* **EXCERPT TO READ**:
___

# Ariens 1032 repower



## supton (Feb 10, 2019)

Looking but not finding quite what I'm looking for.

Picked up a 1032 from the transfer station, free, but not running. I couldn't get running; I had checked the points (fine) and finally got spark working, but wasn't running right. Put on a carb from Amazon but still not running right: been a few months since I messed with it but I think I had to choke it to run at full throttle and no choke to idle.. or opposite... and it wasn't responding well to adjustments.  Maybe prior owner got rid of it for a reason?

Anyhow I'm tempted to get a Harbor Freight 6.5 HP motor to put on it. Reason being, it'll run and I can use the machine. And the 13hp version isn't a direct swap, but the 6.5hp is -- I checked the hole mounting locations, and the PTO height, and the 6.5hp matches the 10HP Tec.

But will 6 hp be enough? My Toro 521 rarely felt underpowered (didn't throw far but the engine was always fine), the MTD something or another that I just got of similar size seems the same. And I've been impressed with how OHV sips gas compared to my sidevalve engines (both the 521 and the various lawnmowers I've had over the years).

I'm not that mechanically inclined so I really don't want to mess with drilling new holes and figuring out longer belts at this time.


----------



## CarlB (Jan 2, 2011)

that 6hp will be ok on small snow amounts but i suspect will be lacking greatly with that 32" bucket unless you go very very slowly in anything more than 5 inches or so.

the new machine is 50% wider than your old toro


----------



## JLawrence08648 (Jan 15, 2017)

On the internet there is a video of someone running a 32" with a 212 Predator but IMO it's way too big. Wet snow, forget it! 27" would be the max and best 26" or less.

If you are not willing to drill holes, find the right size belt, deal with engine bolt holes, and if your engine has 2 crankshafts then forget about it, it needs to have only 1 crankshaft, post it on here for free.


----------



## classiccat (Mar 1, 2014)

Have you pulled the head and checked the valve clearances? You might be throwing $$ / parts at a compression issue.


----------



## Oneacer (Jan 3, 2011)

I would also check the valve clearances, as well as the flywheel key way, before I toss the old engine.


----------



## mannrodc (Dec 24, 2017)

32" with 212 predator engine. 
Works just fine for me

Sent from my SM-N900W8 using Tapatalk


----------



## supton (Feb 10, 2019)

Alright, pulled the cover on the springs, intake is about 0.010 or 0.011 (0.012 won't fit), exhaust is less than 0.002 (my smallest feeler gauge). I found a manual that covers HM100 and it says I should have 0.008 to 0.012 clearance for valves. So clearly the exhaust valve is off. I noticed that it does have a compression bump so I made sure to not measure while on that.

I don't see any way to adjust it, so I pull the head.

___

* **DATA SEGMENT**:
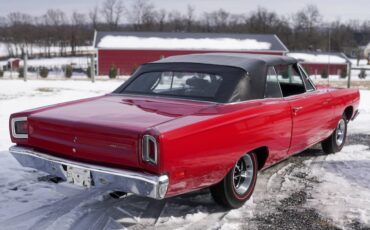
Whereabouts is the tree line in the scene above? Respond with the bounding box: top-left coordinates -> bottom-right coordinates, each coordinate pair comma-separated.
0,0 -> 370,56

___

* **PROBLEM STATEMENT**:
In the Ariens 1032 repower thread above, reproduce the passage between "# Ariens 1032" and "for a reason?", inclusive, word for word.

* **SOLVED EXERCISE**:
# Ariens 1032 repower



## supton (Feb 10, 2019)

Looking but not finding quite what I'm looking for.

Picked up a 1032 from the transfer station, free, but not running. I couldn't get running; I had checked the points (fine) and finally got spark working, but wasn't running right. Put on a carb from Amazon but still not running right: been a few months since I messed with it but I think I had to choke it to run at full throttle and no choke to idle.. or opposite... and it wasn't responding well to adjustments.  Maybe prior owner got rid of it for a reason?